** AUSGEWÄHLTER TEXT **
#####

Friedrich Küppersbusch: Bayern dementiert Pläne, die Bundesliga zu verlassen.
Und was wird besser in dieser?
SC Freiburg verstößt 1:1 gegen die Menschenwürde, Bayern denkt noch mal nach.
Angela Merkel hat angekündigt, nicht mehr für den Parteivorsitz zu kandidieren. Was werden Sie an ihr vermissen?
Sie wird auch die Kanzlerschaft ablegen, sobald der oder die neue Parteivorsitzende für sich oder andere den Kanzlerbonus bei der Bundestagswahl reklamiert. Genau diese gut überlegten, im Voraus berechneten Züge wird man vermissen. Also das Gegenteil von Trump, Erdoğan, Orban, Kaczyński, Strache, Salvini, Johnson.
Und jetzt: die Neuen! Friedrich Merz ist zurück. Wer war das noch mal?

#####

** DATENSÄTZE **
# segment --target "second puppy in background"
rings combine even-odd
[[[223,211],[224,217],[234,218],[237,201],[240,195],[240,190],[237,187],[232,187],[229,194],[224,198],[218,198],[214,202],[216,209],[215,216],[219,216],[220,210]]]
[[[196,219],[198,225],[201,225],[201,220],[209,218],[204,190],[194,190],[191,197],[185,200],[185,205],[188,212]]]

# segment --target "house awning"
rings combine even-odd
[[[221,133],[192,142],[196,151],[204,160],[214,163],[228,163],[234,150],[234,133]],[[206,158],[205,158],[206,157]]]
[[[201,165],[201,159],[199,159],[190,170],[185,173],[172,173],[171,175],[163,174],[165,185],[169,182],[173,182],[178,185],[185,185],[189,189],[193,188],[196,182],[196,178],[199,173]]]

#####

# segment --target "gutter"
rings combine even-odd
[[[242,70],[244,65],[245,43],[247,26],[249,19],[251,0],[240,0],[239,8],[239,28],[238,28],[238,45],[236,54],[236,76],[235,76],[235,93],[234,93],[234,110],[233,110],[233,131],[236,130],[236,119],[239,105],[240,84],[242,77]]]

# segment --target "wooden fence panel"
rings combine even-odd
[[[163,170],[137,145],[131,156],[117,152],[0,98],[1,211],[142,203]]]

#####

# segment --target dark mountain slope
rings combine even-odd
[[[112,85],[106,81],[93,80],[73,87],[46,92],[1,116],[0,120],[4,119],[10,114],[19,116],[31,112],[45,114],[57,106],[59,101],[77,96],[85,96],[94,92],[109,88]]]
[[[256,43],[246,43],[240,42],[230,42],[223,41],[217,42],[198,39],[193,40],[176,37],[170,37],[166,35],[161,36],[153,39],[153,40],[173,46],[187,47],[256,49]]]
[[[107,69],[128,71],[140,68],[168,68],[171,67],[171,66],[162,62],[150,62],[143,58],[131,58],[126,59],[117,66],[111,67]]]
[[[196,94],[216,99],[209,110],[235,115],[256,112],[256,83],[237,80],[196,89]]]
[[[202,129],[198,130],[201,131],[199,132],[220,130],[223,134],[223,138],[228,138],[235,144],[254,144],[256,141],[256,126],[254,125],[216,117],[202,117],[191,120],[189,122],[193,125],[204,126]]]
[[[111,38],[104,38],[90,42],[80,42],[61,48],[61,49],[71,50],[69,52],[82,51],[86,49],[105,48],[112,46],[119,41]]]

#####

** ZU ERLEDIGENDE AUFGABEN **
a - Kopiere aus dem Text über Merkels Verzicht auf den Parteivorsitz wortgetreu den Abschnitt von „Sie wird auch“ bis „Strache, Salvini, Johnson.“.
b - Setze den Text über Merkels Verzicht auf den Parteivorsitz im Anschluss an seinen letzten Satz fort.
Die Datensätze werden hier nicht gebraucht.

** ERGEBNISSE JE AUFGABE **
a -
Sie wird auch die Kanzlerschaft ablegen, sobald der oder die neue Parteivorsitzende für sich oder andere den Kanzlerbonus bei der Bundestagswahl reklamiert. Genau diese gut überlegten, im Voraus berechneten Züge wird man vermissen. Also das Gegenteil von Trump, Erdoğan, Orban, Kaczyński, Strache, Salvini, Johnson.

b -
Merkelmärtyrer, er saß wie Barbarossa, also Friedrich I., 15 Jahre im Kyffhäuser und ließ seinen Bart durch den Tisch wachsen, bis Deutschland ihn riefe. Das gibt eine schöne Anti-Establishment-Legende, die besonders gern vorgetanzt wird von Leuten, die maximal etabliert sind. Ansonsten grault er den Grünen mehr Unionswähler zu, als er von FDP und AfD holen würde. Dazu Chefheuschrecke und Cum-Ex-Perte: ein Designerkandidat für die Linke.
Oder skandiert Pegida in Zukunft vielleicht doch „Kramp-Karrenbauer muss weg“?
AKK darf sich nicht anmerkeln lassen, dass sie Wunschkandidatin der Chefin ist. Merz wird ebenso verwischen wollen, dass er beim Stichwort „Sozialpolitik“ hilflos zum Dolmetscher guckt. Jedenfalls: Merz würde als Parteivorsitzender Merkels „Alles in einer Hand“ zitieren und die Kanzlerkandidatur fordern. AKK könnte Laschet proklamieren. Beides wird die Union weiter schrumpfen; zur Mitte oder nach rechts.
Hacker haben in Frankreich Baupläne für Atomanlagen und Überwachungspläne eines Hochsicherheitsgefängnisses gestohlen. Was macht man denn mit so was?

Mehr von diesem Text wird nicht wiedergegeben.